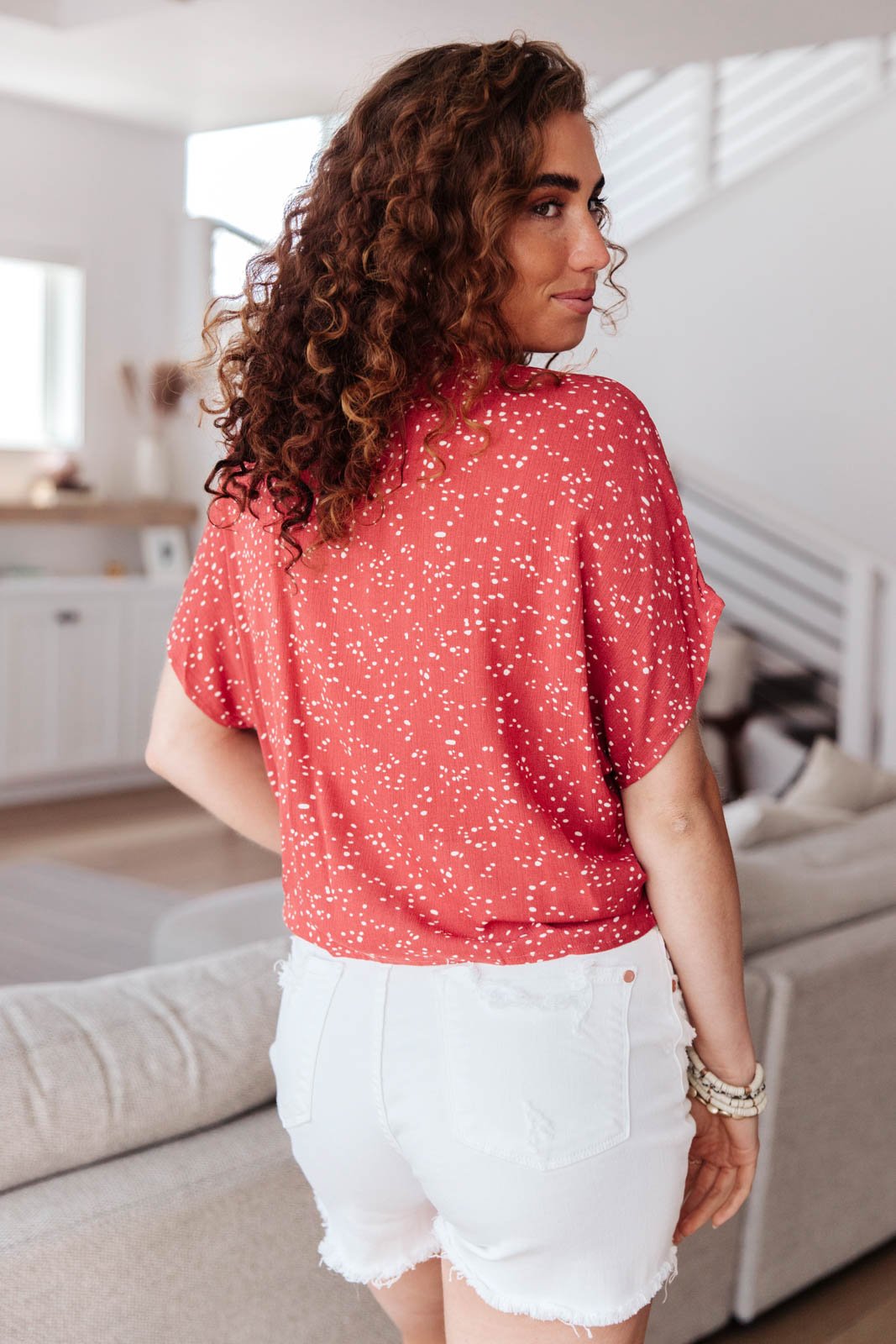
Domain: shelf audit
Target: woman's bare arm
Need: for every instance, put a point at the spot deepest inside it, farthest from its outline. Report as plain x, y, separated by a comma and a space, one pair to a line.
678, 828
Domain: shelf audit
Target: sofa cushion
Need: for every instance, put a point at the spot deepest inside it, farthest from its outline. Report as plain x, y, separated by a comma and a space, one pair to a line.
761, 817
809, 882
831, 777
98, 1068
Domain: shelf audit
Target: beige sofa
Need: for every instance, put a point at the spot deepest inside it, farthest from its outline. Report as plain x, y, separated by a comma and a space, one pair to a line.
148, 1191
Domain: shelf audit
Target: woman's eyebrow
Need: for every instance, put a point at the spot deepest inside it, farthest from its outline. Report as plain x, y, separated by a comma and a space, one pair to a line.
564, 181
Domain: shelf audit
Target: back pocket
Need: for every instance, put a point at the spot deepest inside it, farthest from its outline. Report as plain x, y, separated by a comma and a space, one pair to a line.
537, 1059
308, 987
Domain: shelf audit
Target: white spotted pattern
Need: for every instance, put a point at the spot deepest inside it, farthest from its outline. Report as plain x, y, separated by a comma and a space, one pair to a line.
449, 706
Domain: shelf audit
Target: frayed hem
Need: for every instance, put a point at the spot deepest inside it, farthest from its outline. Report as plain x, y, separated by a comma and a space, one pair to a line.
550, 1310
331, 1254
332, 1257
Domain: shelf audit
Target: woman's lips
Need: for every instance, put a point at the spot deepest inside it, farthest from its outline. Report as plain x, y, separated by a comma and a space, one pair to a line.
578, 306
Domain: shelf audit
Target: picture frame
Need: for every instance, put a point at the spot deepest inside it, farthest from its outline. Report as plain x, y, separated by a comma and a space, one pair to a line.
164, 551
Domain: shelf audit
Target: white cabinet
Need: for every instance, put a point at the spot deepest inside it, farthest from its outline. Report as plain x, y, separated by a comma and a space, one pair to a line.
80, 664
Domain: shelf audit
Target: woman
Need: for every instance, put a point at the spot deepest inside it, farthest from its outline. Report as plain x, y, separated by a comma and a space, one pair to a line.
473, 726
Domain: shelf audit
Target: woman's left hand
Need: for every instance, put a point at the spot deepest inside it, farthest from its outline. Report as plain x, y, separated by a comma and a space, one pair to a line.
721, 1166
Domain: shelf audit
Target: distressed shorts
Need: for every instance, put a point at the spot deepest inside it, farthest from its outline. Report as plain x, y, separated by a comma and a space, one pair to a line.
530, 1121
◇ ◇ ◇ ◇ ◇ ◇ ◇
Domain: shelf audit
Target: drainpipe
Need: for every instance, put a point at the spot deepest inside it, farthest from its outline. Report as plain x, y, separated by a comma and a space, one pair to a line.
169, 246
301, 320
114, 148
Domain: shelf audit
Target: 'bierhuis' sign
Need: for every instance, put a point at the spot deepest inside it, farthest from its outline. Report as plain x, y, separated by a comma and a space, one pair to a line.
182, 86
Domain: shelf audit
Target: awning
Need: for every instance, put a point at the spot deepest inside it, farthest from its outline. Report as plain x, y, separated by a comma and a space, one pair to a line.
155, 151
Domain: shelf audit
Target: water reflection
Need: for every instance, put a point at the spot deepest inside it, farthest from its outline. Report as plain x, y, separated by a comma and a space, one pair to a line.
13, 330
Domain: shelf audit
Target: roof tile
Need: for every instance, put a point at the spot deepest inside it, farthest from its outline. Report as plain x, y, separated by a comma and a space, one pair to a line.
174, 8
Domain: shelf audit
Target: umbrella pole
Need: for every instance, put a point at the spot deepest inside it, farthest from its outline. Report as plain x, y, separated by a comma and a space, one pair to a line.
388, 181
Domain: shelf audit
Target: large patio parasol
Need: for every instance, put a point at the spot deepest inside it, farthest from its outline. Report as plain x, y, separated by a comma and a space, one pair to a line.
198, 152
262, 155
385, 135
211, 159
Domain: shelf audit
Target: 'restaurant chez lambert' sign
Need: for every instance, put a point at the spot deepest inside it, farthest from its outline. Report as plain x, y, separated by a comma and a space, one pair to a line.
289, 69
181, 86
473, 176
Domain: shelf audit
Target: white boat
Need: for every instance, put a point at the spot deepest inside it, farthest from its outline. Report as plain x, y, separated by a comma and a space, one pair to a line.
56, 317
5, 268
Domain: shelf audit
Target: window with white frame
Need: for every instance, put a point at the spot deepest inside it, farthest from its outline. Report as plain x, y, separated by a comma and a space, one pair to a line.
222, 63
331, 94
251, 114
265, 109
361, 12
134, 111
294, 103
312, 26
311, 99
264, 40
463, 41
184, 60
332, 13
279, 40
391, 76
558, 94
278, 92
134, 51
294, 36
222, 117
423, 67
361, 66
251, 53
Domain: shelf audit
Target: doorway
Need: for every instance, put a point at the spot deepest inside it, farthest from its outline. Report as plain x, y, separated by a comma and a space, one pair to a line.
◇ ◇ ◇ ◇ ◇ ◇ ◇
> _Work to do_: Find every line in the items above that contains the word "woman", and copy each of those lines.

> _Solution to this problem_:
Target: woman's bare arm
Target: woman's eyebrow
Target: woman's lips
Target: woman
Target: woman's left hand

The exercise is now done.